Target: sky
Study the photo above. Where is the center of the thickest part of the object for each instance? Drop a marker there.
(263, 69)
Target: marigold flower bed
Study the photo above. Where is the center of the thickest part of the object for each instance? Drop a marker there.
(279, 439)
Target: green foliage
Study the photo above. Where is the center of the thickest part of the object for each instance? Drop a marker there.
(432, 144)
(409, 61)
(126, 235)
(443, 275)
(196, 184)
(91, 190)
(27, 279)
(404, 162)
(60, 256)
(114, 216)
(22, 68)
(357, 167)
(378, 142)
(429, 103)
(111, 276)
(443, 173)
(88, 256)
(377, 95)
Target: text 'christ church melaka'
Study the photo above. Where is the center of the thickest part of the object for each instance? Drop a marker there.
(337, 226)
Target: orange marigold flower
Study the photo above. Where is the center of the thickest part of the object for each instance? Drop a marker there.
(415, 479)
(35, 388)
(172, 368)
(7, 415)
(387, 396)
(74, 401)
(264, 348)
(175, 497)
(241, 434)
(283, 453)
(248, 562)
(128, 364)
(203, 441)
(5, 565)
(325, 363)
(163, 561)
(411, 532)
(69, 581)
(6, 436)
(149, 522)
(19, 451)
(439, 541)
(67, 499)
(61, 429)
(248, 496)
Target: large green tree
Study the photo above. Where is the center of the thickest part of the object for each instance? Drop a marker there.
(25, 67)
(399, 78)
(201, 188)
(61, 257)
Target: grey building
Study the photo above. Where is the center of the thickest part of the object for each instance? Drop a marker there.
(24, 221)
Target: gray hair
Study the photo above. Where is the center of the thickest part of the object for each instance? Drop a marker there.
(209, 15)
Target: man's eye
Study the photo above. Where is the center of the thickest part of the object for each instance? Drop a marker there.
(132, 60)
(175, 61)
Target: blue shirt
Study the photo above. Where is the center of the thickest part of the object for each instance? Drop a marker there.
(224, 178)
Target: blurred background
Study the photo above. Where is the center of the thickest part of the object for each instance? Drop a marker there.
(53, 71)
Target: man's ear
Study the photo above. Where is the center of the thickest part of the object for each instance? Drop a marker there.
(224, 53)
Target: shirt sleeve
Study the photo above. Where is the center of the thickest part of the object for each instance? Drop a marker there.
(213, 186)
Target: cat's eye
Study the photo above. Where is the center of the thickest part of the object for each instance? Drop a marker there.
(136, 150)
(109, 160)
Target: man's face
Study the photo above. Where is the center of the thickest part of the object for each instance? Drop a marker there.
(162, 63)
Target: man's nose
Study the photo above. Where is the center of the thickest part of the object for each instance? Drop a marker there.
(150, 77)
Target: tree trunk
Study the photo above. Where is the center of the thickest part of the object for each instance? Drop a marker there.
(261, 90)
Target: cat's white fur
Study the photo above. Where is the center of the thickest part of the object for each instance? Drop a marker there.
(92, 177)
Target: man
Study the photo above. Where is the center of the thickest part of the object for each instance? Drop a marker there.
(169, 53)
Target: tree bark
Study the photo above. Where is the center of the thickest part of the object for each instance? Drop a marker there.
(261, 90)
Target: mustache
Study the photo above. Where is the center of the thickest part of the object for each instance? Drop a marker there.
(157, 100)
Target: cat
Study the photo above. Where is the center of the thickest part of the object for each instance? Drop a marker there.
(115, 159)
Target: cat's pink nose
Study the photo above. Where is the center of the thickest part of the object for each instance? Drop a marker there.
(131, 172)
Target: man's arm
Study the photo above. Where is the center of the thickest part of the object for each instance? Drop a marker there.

=== SET EXERCISE ===
Extract every record and return it verbatim.

=== OUTPUT OF THE EXERCISE ===
Target: sky
Study the photo above. Where is the center of the thickest part of the object for each instance? Drop a marker there.
(263, 69)
Target: marigold flower bed
Study the photo above. Where is the center of the thickest part of the object for each instance? Drop a marker there.
(279, 439)
Target: green foliage
Study the photo above. Where is the center of the thickest part of the object for each instance? Drop a marker there.
(432, 144)
(409, 61)
(126, 235)
(443, 275)
(196, 184)
(91, 190)
(27, 279)
(404, 162)
(60, 256)
(114, 216)
(22, 68)
(357, 167)
(378, 142)
(429, 103)
(111, 276)
(443, 173)
(88, 256)
(377, 95)
Target: text 'christ church melaka'
Study the photo above. Where is the center of the thickest part of the object for each instance? Drop a marker there.
(337, 226)
Target: orange marigold flower
Study the photo above. Where is the center of the thickest part of the object for each instance? Drop a marker there.
(415, 479)
(35, 388)
(172, 368)
(7, 415)
(387, 396)
(74, 401)
(264, 348)
(175, 497)
(241, 434)
(283, 453)
(248, 562)
(128, 364)
(203, 441)
(5, 565)
(325, 363)
(163, 561)
(411, 532)
(69, 581)
(6, 436)
(149, 522)
(19, 451)
(439, 541)
(67, 499)
(61, 429)
(248, 496)
Target: large green tree
Study the photo above. Where is the center of the thickest part of the object for each instance? Drop a marker there.
(25, 67)
(399, 78)
(201, 188)
(61, 257)
Target: grey building
Study the photo above. Where is the center of the thickest part of the object for each instance? Drop a marker there.
(24, 221)
Target: gray hair
Study the photo above. Where is the center of the thickest part of the object for each instance? Drop a marker there.
(209, 15)
Target: man's eye
Study the photo above. Where is the center of the thickest part of the object for each instance? Drop a marker there.
(132, 60)
(175, 61)
Target: blue shirt
Study the photo above. Where is the center of the thickest part of the object for each instance? Drop a marker there.
(224, 178)
Target: blurred background
Study the photo above. Where is the center of the thickest part of the object for each instance? Drop a marker there.
(53, 71)
Target: man's ear
Study the photo above. Where is the center of the thickest part of the object for each instance? Drop a marker there.
(224, 53)
Target: shirt sleeve
Study the photo above. Where is the center of the thickest part of the object for each instance? Drop a marker there.
(213, 186)
Target: cat's eye
Study the photo above. Where is the center of the thickest part of the object for each instance? Drop a marker there.
(136, 150)
(109, 160)
Target: man's face
Study the photo above. Where is the center of the thickest part of the object for each instance? Drop a marker there.
(162, 63)
Target: man's nose
Study the photo above. Where is the center of the thickest part of the object for each instance? Drop a marker there.
(150, 77)
Target: tree trunk
Study the photo above. Where is the center of the thickest part of the object for each instance? Drop a marker there.
(261, 90)
Target: cat's white fur
Study the photo above. Where is the center of the thickest part of the object for each instance? Drop a marker there.
(92, 177)
Target: man
Study the photo above. Where is the center of the thickest part of the object for each instance? Drop a marker there.
(169, 53)
Target: tree bark
Study the photo above. Where is the center of the thickest part of the object for each instance? Drop a marker there.
(261, 90)
Target: mustache
Study the photo above. Where is the center of the thickest part of the object for each instance? Drop a marker there.
(157, 100)
Target: cat
Study the photo above. Where is the center of the thickest part of the object for each instance? Drop a marker there.
(115, 159)
Target: cat's pink nose
Study the photo above. Where is the center of the thickest part of the object for each instance? Drop a marker there.
(131, 172)
Target: man's arm
Study the photo above. Where is the center of the thickest part of the object for each instance? Drop a marker there.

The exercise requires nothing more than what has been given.